**Required work**
Everything in the data that follows has to be repeated verbatim.

**Records provided**

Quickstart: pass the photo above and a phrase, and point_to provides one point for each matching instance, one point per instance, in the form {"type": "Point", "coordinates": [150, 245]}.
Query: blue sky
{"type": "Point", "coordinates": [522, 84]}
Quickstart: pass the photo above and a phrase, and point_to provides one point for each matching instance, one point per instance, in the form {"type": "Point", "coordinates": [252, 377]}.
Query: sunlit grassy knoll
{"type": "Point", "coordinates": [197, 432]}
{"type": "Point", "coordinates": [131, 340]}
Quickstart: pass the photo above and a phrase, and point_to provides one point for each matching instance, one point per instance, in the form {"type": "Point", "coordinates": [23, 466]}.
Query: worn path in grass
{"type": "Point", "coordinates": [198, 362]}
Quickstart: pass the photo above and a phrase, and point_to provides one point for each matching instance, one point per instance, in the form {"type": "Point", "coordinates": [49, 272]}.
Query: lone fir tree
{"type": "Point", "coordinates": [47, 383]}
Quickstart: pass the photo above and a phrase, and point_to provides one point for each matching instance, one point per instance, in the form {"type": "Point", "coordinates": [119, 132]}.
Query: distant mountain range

**Solution for this problem**
Quickstart: pass the photo above and a phrase, and point_to provides one point for each matching instance, one point per instance, in the form {"type": "Point", "coordinates": [150, 245]}.
Query: blue sky
{"type": "Point", "coordinates": [522, 84]}
Quickstart: pass the photo above and a phrase, and point_to provides one point for each matching instance, one point per instance, in the form {"type": "Point", "coordinates": [252, 377]}.
Query: sunlit grassy knoll
{"type": "Point", "coordinates": [197, 432]}
{"type": "Point", "coordinates": [131, 340]}
Quickstart: pass the photo above and a phrase, and point_to provides one point for each matching instance, one point per instance, in the form {"type": "Point", "coordinates": [23, 466]}.
Query: worn path in grass
{"type": "Point", "coordinates": [198, 362]}
Quickstart: pass the photo above and a phrase, and point_to provides one point for each matching instance, one point per instance, in the form {"type": "Point", "coordinates": [49, 272]}.
Query: lone fir tree
{"type": "Point", "coordinates": [47, 383]}
Quickstart: pass the photo above and a phrase, and point_to provides one point for each matching instance, one point per instance, in the form {"type": "Point", "coordinates": [119, 132]}.
Query: distant mountain range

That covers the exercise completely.